[INFORMATION GIVEN — start]

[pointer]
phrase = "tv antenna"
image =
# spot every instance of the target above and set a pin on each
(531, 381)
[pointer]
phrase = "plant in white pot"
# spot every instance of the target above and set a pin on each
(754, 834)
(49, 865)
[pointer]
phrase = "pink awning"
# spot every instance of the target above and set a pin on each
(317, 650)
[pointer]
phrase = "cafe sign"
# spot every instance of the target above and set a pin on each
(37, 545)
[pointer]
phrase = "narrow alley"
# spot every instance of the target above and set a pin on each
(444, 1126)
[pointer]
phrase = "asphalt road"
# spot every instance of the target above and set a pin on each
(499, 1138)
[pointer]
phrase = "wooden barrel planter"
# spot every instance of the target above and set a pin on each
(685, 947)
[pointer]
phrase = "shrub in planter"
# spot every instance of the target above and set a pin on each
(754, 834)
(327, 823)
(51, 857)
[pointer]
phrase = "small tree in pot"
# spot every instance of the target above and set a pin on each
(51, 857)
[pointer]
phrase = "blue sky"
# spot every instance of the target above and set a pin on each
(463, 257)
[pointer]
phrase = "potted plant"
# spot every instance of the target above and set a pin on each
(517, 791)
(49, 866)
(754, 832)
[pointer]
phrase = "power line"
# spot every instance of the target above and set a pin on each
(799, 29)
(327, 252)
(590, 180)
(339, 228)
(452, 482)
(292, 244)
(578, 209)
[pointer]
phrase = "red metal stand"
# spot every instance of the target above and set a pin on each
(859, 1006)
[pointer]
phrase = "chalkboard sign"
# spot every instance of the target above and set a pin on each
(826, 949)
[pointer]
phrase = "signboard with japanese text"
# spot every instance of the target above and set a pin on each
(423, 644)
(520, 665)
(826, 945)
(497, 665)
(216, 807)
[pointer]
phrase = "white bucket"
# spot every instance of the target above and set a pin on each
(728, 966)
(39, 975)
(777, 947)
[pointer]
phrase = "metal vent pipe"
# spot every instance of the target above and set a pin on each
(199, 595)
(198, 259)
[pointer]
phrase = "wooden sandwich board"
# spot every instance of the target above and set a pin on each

[INFORMATION GIVEN — finish]

▶ _PROBLEM DETAILS_: Where a line above holds the string "wooden", copy that line.

▶ _EXERCISE ANSWER_:
phrase = "wooden barrel planter"
phrase = "wooden sandwich board"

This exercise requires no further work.